**Description of the task**:
From the line with "the woman sitting" to the last line of the data below, repeat every line exactly and add nothing.

**Material for this exercise**:
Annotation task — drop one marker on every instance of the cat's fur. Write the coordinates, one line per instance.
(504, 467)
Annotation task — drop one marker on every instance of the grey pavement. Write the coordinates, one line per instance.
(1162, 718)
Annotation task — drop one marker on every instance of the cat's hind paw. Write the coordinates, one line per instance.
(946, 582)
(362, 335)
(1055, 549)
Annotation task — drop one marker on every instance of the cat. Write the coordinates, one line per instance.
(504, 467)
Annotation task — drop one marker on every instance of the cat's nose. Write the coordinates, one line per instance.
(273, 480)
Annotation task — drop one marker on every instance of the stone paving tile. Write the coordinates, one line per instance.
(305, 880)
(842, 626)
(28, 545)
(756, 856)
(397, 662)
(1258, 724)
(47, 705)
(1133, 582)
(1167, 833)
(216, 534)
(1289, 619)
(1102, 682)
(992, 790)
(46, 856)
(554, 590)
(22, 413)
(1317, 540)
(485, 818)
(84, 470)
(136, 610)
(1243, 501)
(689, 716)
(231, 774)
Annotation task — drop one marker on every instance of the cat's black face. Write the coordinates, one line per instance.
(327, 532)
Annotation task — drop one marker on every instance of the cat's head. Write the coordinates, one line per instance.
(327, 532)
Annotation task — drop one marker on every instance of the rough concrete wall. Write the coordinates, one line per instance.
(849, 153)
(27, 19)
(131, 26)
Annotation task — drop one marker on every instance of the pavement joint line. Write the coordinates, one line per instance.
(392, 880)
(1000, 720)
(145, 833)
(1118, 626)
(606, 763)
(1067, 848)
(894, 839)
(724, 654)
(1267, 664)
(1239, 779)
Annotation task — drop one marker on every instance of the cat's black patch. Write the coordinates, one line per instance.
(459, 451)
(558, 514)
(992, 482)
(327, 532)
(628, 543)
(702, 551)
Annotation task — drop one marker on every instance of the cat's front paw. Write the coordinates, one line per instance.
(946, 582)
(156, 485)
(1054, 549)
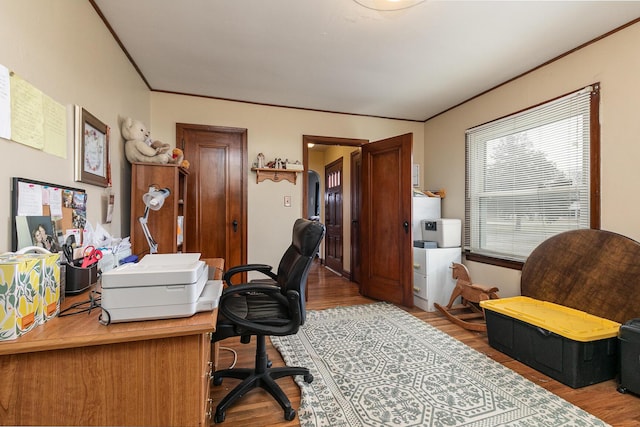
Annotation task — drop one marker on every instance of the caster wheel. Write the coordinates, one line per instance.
(220, 416)
(289, 414)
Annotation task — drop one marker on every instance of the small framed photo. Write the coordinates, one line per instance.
(91, 149)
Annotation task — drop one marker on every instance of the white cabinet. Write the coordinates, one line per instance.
(432, 280)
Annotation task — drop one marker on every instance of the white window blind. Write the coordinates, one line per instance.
(528, 177)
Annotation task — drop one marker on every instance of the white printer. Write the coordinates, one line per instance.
(160, 286)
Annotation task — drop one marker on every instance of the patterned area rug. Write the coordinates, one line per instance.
(376, 365)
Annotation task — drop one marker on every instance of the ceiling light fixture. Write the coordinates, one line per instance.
(388, 5)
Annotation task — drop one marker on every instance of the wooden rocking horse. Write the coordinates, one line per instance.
(468, 314)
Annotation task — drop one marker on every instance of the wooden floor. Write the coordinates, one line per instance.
(326, 290)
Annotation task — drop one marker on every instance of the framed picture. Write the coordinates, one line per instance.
(91, 149)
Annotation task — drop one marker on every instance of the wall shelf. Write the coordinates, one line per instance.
(275, 175)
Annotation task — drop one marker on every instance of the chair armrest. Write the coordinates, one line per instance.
(291, 302)
(261, 268)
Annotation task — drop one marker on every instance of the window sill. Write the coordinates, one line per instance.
(499, 262)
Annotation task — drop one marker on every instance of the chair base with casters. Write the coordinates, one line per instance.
(273, 306)
(263, 376)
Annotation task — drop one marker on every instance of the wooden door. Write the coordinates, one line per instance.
(216, 215)
(333, 215)
(356, 203)
(385, 221)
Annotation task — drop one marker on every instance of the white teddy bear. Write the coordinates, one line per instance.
(138, 146)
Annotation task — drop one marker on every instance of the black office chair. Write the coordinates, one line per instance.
(273, 306)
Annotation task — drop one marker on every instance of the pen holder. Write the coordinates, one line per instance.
(79, 279)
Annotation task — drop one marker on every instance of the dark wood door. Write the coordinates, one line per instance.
(216, 214)
(333, 215)
(356, 204)
(385, 221)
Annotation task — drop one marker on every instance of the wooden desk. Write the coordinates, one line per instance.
(75, 371)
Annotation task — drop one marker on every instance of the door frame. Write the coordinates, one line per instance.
(322, 140)
(181, 128)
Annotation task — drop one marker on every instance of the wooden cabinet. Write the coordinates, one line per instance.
(163, 223)
(75, 371)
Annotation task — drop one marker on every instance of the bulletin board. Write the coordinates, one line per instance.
(46, 214)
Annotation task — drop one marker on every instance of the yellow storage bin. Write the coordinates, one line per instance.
(571, 346)
(20, 303)
(567, 322)
(49, 289)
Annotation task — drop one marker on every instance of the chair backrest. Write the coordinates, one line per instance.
(297, 259)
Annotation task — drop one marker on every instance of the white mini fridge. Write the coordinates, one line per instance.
(432, 280)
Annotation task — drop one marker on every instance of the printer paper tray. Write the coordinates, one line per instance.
(207, 301)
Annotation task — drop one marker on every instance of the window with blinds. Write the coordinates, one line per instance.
(532, 175)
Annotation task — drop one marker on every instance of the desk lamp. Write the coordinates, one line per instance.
(153, 200)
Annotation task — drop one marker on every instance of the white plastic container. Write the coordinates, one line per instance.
(446, 232)
(160, 286)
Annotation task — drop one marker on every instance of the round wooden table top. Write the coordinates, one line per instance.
(594, 271)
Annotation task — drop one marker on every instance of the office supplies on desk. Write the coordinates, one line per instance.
(160, 286)
(91, 256)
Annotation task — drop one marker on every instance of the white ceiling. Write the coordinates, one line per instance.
(335, 55)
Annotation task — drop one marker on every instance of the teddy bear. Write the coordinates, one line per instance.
(138, 144)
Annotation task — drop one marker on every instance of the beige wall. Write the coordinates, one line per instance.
(276, 132)
(615, 63)
(62, 48)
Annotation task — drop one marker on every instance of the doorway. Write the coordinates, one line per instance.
(348, 146)
(216, 217)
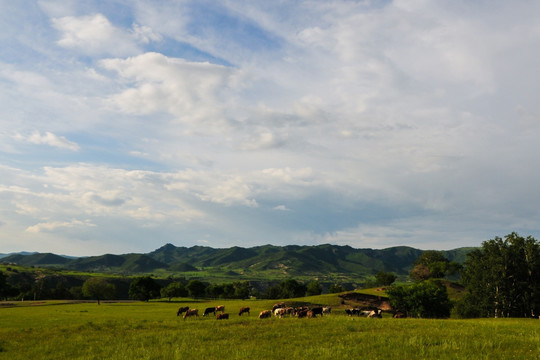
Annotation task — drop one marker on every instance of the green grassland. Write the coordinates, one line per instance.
(137, 330)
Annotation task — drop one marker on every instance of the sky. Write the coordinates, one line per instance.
(129, 124)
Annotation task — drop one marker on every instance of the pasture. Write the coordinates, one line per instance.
(137, 330)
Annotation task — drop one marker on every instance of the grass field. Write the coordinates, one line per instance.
(56, 330)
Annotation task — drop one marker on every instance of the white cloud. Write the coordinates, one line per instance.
(52, 140)
(58, 225)
(96, 35)
(192, 92)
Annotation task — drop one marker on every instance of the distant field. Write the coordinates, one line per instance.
(135, 330)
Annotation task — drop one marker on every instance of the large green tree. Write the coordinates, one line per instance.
(425, 299)
(503, 278)
(99, 289)
(174, 289)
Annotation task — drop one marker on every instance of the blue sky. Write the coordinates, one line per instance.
(125, 125)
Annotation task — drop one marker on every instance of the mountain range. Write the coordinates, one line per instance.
(290, 260)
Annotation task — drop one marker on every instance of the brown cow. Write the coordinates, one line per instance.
(222, 316)
(277, 306)
(182, 310)
(208, 311)
(191, 312)
(243, 310)
(375, 313)
(327, 310)
(317, 311)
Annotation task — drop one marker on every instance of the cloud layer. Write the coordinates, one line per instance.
(369, 123)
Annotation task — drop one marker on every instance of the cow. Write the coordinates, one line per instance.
(182, 310)
(316, 311)
(300, 309)
(243, 310)
(277, 306)
(222, 316)
(281, 312)
(265, 314)
(191, 312)
(209, 310)
(352, 312)
(327, 310)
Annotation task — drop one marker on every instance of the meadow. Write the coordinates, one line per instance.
(138, 330)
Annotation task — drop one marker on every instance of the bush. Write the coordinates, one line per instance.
(426, 299)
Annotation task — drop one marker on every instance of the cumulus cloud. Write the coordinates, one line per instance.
(51, 139)
(96, 35)
(190, 91)
(377, 122)
(58, 225)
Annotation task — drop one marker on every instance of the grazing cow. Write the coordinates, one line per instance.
(209, 310)
(300, 309)
(191, 312)
(222, 316)
(182, 310)
(281, 312)
(243, 310)
(317, 311)
(277, 306)
(375, 313)
(327, 310)
(289, 310)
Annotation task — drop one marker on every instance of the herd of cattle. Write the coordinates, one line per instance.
(278, 310)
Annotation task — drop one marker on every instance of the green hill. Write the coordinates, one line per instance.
(267, 261)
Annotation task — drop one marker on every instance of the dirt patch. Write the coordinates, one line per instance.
(365, 301)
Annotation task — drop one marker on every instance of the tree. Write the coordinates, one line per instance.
(242, 289)
(313, 288)
(426, 299)
(383, 278)
(502, 278)
(196, 288)
(99, 289)
(420, 272)
(431, 264)
(174, 289)
(144, 288)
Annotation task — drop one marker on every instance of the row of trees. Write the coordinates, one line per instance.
(501, 279)
(146, 288)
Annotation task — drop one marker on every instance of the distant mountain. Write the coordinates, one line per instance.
(40, 259)
(291, 260)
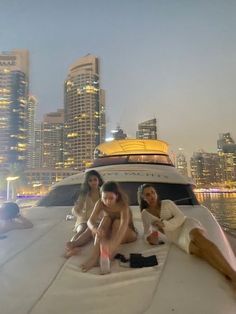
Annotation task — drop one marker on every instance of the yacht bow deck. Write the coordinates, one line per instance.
(36, 279)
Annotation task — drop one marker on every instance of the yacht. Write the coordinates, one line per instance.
(35, 278)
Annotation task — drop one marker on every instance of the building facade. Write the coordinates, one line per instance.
(206, 168)
(181, 163)
(84, 104)
(14, 90)
(147, 130)
(32, 103)
(53, 140)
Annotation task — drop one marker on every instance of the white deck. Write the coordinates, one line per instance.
(36, 279)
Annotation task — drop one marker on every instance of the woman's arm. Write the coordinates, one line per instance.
(79, 205)
(148, 221)
(124, 223)
(177, 217)
(92, 221)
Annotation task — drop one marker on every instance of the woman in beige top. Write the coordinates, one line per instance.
(116, 226)
(89, 195)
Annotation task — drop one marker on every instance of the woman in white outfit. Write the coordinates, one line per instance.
(89, 195)
(187, 233)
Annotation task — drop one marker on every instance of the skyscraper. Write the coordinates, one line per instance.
(14, 87)
(147, 130)
(84, 105)
(205, 168)
(52, 139)
(32, 102)
(181, 163)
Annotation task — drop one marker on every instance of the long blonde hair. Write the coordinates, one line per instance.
(142, 203)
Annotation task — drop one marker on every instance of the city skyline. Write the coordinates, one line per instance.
(174, 61)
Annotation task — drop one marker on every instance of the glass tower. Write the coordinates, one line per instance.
(84, 104)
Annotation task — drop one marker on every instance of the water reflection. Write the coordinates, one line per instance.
(223, 207)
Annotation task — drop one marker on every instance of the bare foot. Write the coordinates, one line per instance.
(71, 252)
(71, 245)
(90, 263)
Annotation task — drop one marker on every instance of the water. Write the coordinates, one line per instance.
(223, 207)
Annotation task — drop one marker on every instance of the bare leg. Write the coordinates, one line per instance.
(79, 230)
(130, 235)
(204, 248)
(105, 225)
(73, 247)
(82, 239)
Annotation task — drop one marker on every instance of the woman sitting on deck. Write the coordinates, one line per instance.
(89, 195)
(187, 233)
(11, 219)
(116, 226)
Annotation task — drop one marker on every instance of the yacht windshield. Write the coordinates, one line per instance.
(66, 195)
(129, 159)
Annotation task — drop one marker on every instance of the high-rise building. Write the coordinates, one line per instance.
(38, 152)
(224, 139)
(53, 140)
(14, 89)
(205, 168)
(227, 152)
(84, 104)
(32, 102)
(181, 163)
(147, 130)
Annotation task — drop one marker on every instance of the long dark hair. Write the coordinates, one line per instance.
(112, 186)
(9, 210)
(142, 203)
(85, 186)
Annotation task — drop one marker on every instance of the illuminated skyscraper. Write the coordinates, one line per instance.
(38, 153)
(147, 130)
(52, 140)
(32, 102)
(84, 112)
(227, 152)
(181, 163)
(205, 168)
(14, 86)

**Exercise output**:
Annotation task — drop one marker on every instance of the woman sitting on deck. Write the coordinates, one line per instance.
(89, 195)
(187, 233)
(11, 219)
(116, 226)
Annotation task — drop one marker on every instance of the yacht windshield. Write the coordinates, one line per instance.
(66, 195)
(129, 159)
Annotation task — drop one marker on every instance of the high-rise building. Write the coordinates, one line per instance.
(38, 152)
(224, 139)
(53, 140)
(14, 89)
(205, 168)
(227, 152)
(84, 104)
(32, 102)
(181, 163)
(147, 130)
Annotation task — drop one marker on every instance of the long dark hair. Write the coordinates, one line per instance.
(112, 186)
(9, 210)
(142, 203)
(85, 186)
Annotation task — drop one marker on every instance of the illuminated skyscraper. Write the coordinates, one line per instance.
(38, 153)
(147, 130)
(52, 140)
(32, 102)
(84, 112)
(227, 152)
(181, 163)
(205, 168)
(14, 86)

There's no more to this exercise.